Never-dried pulp for the preparation of TONc was TEMPO-oxidized in accordance with previous reports (Saito et al. 2007; Johnson et al. 2009). To obtain TONc, the oxidized pulp suspensions (0.5 wt% in ultrapure water) were sonicated in 150 mL batches with an ultrasonic processor (Sonics and Materials VC 750). Sonication was performed for 20 min in a double-walled glass cooling cell connected to a cooling bath, to prevent overheating of the pulp suspensions. Unfibrillated and partially fibrillated pulp were removed by centrifugation (Eppendorf Centrifuge Model 5804, 5 min, 4,500 rpm). The transparent TONc suspensions were acidified to pH < 1.5 (using 1.0 N HCl) to convert TONc carboxylates to their acid form. The suspensions were then dialyzed (Spectra/Por regenerated cellulose membranes, Spectrum Laboratories, cut-off molecular weight 12–14 kD) to pH ~4.5 and kept refrigerated (5–8 °C) until used.

Surface modification of TONc

To achieve miscibility between ODA and aqueous TONc suspensions, a 4% w/v ODA solution was prepared in DMF and then mixed with the TONc suspensions. For both ionic complexation and amidation treatments, an ODA-to-TONc carboxyl ratio of 4:1 was used. First, the TONc suspensions (1,000 mL of 0.5 wt%, 8.1 mmol COOH) were prepared in three-neck flasks with overhead stirring (400–500 rpm) and equilibrated in an oil bath at 50 °C. With respect to ionic complexation, the ODA (8.7 g (32.4 mmol) in 250 mL DMF)-TONc mixture was maintained at pH 7.5–8.0 (using 0.5 N NaOH or 1 N HCl) for 4 h. The amidation treatment followed the EDC/NHS-mediated coupling procedure used in previous studies (Araki et al. 2001; Follain et al. 2008; Lasseuguette 2008) with minor modifications. First, EDC (7.76 g, 40.5 mmol) and NHS (5.59 g, 48.6 mmol) were dissolved in ultrapure water (20 mL) and added to the preconditioned TONc suspension. pH of the mixture was adjusted to and maintained at 5.5–6.0 for 30 min to allow TONc surface activation and then the ODA solution was added. The pH was readjusted to 7.5–8.0 and the reaction was allowed to proceed for 12 h. A control sample was also prepared by subjecting a TONc suspension to the treatment conditions but with the exclusion of ODA or coupling agents. The products of ionic complexation and amidation were designated ICmplx and Amd respectively. Figure 2 is a reaction scheme summarizing the two surface modification treatments.

Fig. 2
figure 2

Simplified schemes for modification of TONc surfaces to Amd and ICmplx

The treated samples were recovered by centrifugation, dialysis, and freeze-drying. First, centrifugation was used to isolate the nanocelluloses from the reaction medium. The nanocellulose residues were twice dispersed in ultrapure water and centrifuged to remove residual reagents. Subsequent water washes, to neutral pH, were interrupted with HCl (0.1 N) and ethanol washes to, respectively, regenerate any unconverted carboxyls remaining and to extract any unbound ODA after the treatments. The washed nanocelluloses were then dialyzed as already described (see section on TONc preparation) and dialysis was ended when the conductivity of the surrounding water remained constant.

◆ PROMPT 1 ◆
Summarize the methods text on TONc preparation and surface modification in two sentences.

◆ DATA IN THIS EXERCISE ◆
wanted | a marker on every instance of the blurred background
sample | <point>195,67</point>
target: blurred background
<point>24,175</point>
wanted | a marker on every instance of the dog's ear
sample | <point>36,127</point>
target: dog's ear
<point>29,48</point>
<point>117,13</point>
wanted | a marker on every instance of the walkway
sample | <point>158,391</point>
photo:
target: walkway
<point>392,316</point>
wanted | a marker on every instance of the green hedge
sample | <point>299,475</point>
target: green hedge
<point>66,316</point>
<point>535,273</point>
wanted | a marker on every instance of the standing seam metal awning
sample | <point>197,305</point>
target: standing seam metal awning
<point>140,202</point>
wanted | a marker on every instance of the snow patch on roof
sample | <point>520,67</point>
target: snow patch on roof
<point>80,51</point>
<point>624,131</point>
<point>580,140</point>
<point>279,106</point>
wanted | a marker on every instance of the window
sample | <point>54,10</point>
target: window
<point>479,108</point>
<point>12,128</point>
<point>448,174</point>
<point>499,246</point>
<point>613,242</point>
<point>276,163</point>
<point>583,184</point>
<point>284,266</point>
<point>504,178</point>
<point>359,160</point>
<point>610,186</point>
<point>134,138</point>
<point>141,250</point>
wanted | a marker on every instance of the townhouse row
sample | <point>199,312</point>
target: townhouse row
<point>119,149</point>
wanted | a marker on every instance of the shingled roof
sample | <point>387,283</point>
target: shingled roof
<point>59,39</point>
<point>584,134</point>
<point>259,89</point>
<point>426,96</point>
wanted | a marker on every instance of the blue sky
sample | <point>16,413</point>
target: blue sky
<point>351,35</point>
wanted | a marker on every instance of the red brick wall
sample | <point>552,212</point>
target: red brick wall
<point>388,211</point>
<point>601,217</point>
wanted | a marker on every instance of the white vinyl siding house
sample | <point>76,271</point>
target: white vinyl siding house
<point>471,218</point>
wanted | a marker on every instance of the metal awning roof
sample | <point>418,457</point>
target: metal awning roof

◆ PROMPT 2 ◆
Transcribe the records word for word, starting with the line that contains "wanted | a marker on every instance of the townhouse" and going on through the final line of the records.

◆ CORRECT RESPONSE 1 ◆
TONc was obtained by TEMPO-oxidizing never-dried pulp, sonicating the suspensions, removing unfibrillated pulp by centrifugation, acidifying to convert carboxylates to their acid form, and dialyzing to pH ~4.5. The TONc surfaces were then modified with ODA dissolved in DMF by either ionic complexation or EDC/NHS-mediated amidation, and the treated samples were recovered by centrifugation, washing, dialysis, and freeze-drying.

◆ CORRECT RESPONSE 2 ◆
wanted | a marker on every instance of the townhouse row
sample | <point>199,312</point>
target: townhouse row
<point>119,149</point>
wanted | a marker on every instance of the shingled roof
sample | <point>387,283</point>
target: shingled roof
<point>59,39</point>
<point>584,134</point>
<point>259,89</point>
<point>426,96</point>
wanted | a marker on every instance of the blue sky
sample | <point>16,413</point>
target: blue sky
<point>351,35</point>
wanted | a marker on every instance of the red brick wall
sample | <point>552,212</point>
target: red brick wall
<point>388,211</point>
<point>601,217</point>
wanted | a marker on every instance of the white vinyl siding house
sample | <point>76,271</point>
target: white vinyl siding house
<point>471,218</point>
wanted | a marker on every instance of the metal awning roof
sample | <point>418,457</point>
target: metal awning roof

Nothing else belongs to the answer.